* Excerpt *
╔══

Eat the Skin: Citrus Pith, A Nutritional Powerhouse

Eat the Skin: Citrus Pith, A Nutritional Powerhouse

Fruits and vegetables are known for containing a wide variety of plant compounds that assist the body in maintaining optimal health. Yet, most preparation of fruits and vegetables results in peeling and discarding the outer skin. Traditional medicine derived from thousands of years of tribal applications have always used the whole plant in healing remedies. This includes the skin which some believe is the most nutritious part of consumable plants. 

Before you toss that potato, apple, carrot, or orange peel skin in the trash know that you could be tossing some highly beneficial vitamins and minerals that can be easily and tastily consumed. One of the most nutritious skins is citrus pith. 

Citrus Pith

Citrus pith is the spongy white tissue lining of the rind of an orange, lemon, and other citrus fruits that many discard when peeling just to get to the ‘fruit meat’. Citrus pith contains many health enhancing nutritional benefits that include: fiber, vitamin C, and plant compounds like polyphenols, naringenin, hesperidin, and d-limonene. Some may say that the fruit meat contains all of these but, it turns out, the peel may contain more.

A breakdown of these important compounds paints a clear picture of the nutritional value of citrus pith:

  • Fiber – Aids in providing fullness after meals, which helps promote a healthy weight. Helps lower cholesterol, prevent constipation and diverticulosis. Keep glucose within a healthy range. 
  • Vitamin C – Potent antioxidant, reduces high blood pressure, boosts immune system, lowers heart disease risk, prevents gout and suppresses iron deficiency.
  • Polyphenols – Plant compounds that, when consumed daily may boost digestion and brain health, while preventing protect heart disease, type 2 diabetes, and some cancers.
  • Naringenin – Anti-inflammatory that inhibits leukocyte (disease fighting cells) recruitment and reducing oxidative stress. Stimulates the liver to burn excess fat and reduce blood sugar, triglycerides, and cholesterol 
  • Hesperidin – Antidepressant, anticonvulsant, anti-inflammatory, and anticonvulsant properties as well as memory and locomotor enhancing.
  • D-limonene – Used clinically to dissolve cholesterol-containing gallstones; contains gastric acid neutralizing effect; supports normal peristalsis (intestine function); prevents heartburn and gastroesophageal reflux (GERD). D-limonene has well-established chemo-preventive activity against many types of cancer.

╚══

* Exercise tasks *
[1] Repeat the passage of the citrus pith article starting at "Citrus pith is" and ending at "suppresses iron deficiency.".
[2] According to the citrus pith article, what is citrus pith?
These records have no connection to the citrus pith article.

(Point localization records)
╔══

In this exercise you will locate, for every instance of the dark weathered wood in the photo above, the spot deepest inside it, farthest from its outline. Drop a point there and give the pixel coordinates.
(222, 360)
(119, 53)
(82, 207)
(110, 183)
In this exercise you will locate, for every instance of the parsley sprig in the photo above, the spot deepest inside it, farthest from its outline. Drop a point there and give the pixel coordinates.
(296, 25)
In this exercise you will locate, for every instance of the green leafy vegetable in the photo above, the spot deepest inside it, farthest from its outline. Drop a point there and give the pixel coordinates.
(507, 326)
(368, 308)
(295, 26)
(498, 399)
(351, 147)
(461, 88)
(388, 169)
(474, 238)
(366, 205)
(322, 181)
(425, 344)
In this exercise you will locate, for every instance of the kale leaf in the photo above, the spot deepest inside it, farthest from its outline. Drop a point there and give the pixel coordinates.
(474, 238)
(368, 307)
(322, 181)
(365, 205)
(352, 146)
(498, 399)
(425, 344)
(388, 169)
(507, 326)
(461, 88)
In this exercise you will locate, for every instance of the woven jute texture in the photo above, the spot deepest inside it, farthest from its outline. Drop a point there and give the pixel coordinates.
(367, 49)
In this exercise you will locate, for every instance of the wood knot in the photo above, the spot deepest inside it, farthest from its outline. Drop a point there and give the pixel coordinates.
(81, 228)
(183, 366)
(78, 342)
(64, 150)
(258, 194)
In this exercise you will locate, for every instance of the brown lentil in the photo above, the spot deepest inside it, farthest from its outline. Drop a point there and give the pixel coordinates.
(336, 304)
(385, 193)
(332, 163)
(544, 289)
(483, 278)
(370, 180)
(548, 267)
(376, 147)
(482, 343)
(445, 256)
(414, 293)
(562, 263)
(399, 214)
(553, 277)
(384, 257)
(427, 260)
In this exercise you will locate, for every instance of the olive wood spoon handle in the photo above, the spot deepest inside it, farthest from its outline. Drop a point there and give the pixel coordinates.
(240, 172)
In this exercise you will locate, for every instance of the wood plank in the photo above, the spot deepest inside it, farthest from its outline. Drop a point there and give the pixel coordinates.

╚══

* Answers below *
[1]
Citrus pith is the spongy white tissue lining of the rind of an orange, lemon, and other citrus fruits that many discard when peeling just to get to the ‘fruit meat’. Citrus pith contains many health enhancing nutritional benefits that include: fiber, vitamin C, and plant compounds like polyphenols, naringenin, hesperidin, and d-limonene. Some may say that the fruit meat contains all of these but, it turns out, the peel may contain more.

A breakdown of these important compounds paints a clear picture of the nutritional value of citrus pith:

  • Fiber – Aids in providing fullness after meals, which helps promote a healthy weight. Helps lower cholesterol, prevent constipation and diverticulosis. Keep glucose within a healthy range. 
  • Vitamin C – Potent antioxidant, reduces high blood pressure, boosts immune system, lowers heart disease risk, prevents gout and suppresses iron deficiency.

[2] Citrus pith is the spongy white tissue lining the rind of an orange, lemon, and other citrus fruits.